- _Problem description_
Set every entry down again exactly, omitting none.
======== Given data ========
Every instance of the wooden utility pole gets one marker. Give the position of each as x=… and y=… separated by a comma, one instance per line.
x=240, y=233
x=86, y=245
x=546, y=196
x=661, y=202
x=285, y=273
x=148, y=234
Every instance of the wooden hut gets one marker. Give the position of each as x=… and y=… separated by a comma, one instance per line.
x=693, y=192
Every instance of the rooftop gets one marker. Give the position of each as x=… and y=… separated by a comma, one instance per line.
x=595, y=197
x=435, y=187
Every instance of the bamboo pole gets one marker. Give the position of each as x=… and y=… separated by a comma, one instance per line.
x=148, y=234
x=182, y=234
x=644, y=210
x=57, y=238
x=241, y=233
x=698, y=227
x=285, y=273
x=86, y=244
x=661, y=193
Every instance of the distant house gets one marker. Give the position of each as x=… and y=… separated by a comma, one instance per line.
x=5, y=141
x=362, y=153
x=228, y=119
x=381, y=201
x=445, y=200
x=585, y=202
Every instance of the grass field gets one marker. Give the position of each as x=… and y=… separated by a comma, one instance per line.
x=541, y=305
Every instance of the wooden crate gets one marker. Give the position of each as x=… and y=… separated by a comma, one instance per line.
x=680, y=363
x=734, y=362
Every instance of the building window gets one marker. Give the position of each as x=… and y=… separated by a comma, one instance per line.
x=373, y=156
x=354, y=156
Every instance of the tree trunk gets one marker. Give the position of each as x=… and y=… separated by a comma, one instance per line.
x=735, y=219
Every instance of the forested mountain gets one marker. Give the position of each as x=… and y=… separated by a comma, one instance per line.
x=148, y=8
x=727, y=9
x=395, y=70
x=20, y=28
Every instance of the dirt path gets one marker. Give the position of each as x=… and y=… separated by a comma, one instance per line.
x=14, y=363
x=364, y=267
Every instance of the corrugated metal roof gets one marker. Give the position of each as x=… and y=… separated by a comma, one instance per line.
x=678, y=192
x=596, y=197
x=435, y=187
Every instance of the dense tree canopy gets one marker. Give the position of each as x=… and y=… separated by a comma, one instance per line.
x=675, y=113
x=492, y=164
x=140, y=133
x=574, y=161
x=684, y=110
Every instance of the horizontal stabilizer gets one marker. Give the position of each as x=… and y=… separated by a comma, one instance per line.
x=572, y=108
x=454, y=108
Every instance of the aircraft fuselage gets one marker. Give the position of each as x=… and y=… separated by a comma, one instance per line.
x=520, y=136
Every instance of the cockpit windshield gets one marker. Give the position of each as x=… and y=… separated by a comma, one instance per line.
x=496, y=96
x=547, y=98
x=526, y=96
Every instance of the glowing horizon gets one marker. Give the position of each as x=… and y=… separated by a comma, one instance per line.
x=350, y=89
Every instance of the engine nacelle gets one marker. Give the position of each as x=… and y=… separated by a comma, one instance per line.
========
- _Task answer_
Every instance of the wooden utility pole gets one marker. Give the position of each as x=… and y=… separated by a comma, one instance per line.
x=240, y=233
x=86, y=245
x=546, y=196
x=661, y=202
x=285, y=273
x=148, y=234
Every instance of the wooden hut gets one marker. Give the position of each as x=… and y=… separated by a comma, one instance per line.
x=693, y=192
Every instance of the rooftop gets one marker. Give the position of each as x=… and y=… separated by a comma, one instance per line.
x=595, y=197
x=435, y=187
Every instance of the bamboo pole gets one marker. Give the position of each as x=… and y=… separated by a comma, one instance per line.
x=148, y=234
x=182, y=234
x=644, y=210
x=57, y=238
x=241, y=233
x=698, y=227
x=285, y=273
x=86, y=244
x=661, y=193
Every instance of the distant house gets one marker. Give the position of each as x=… and y=… separated by a comma, one instance per line.
x=5, y=141
x=362, y=153
x=228, y=119
x=381, y=201
x=445, y=200
x=585, y=202
Every instance of the grass field gets one marker. Give the position of each as x=… and y=… separated by a comma, one instance per line.
x=541, y=305
Every instance of the wooden crate gets one marker. Give the position of each as x=… and y=… separated by a comma, one instance per line.
x=680, y=363
x=734, y=362
Every instance of the building window gets one marker. Give the position of each as x=… and y=… separated by a comma, one instance per line.
x=373, y=156
x=354, y=156
Every instance of the tree trunk gets one marker. Give the position of each as x=… and y=… separated by a comma, one instance per line.
x=735, y=219
Every instance of the forested mountain gets one marker. Give the position of each as x=… and y=… separated by a comma, one instance per line.
x=148, y=8
x=727, y=9
x=395, y=70
x=20, y=28
Every instance of the dirt path gets one marker. Give the position of each as x=… and y=… separated by a comma, one instance per line.
x=14, y=363
x=364, y=267
Every instance of the corrugated metal roof gets one marker. Give the position of each as x=… and y=… separated by a comma, one instance per line.
x=678, y=192
x=596, y=197
x=435, y=187
Every instance of the dense tree canopy gets one marker. Give the position of each as x=… and y=… separated by a comma, one instance per line.
x=675, y=113
x=492, y=164
x=140, y=133
x=574, y=161
x=684, y=110
Every instance of the horizontal stabilizer gets one marker. Give the position of each as x=… and y=… separated by a comma, one instance per line.
x=572, y=108
x=454, y=108
Every instance of the aircraft fuselage gets one marker. Give the position of each as x=… and y=… separated by a comma, one instance per line.
x=520, y=136
Every instance of the cockpit windshield gets one marker. Give the position of each as x=… and y=… separated by a comma, one instance per line.
x=496, y=96
x=547, y=98
x=526, y=96
Every instance of the glowing horizon gets one marker. Give the position of each as x=… and y=… separated by a comma, one instance per line.
x=350, y=89
Every instance of the engine nacelle gets one marker. Give the position of each as x=… and y=… separated by a comma, one instance per line.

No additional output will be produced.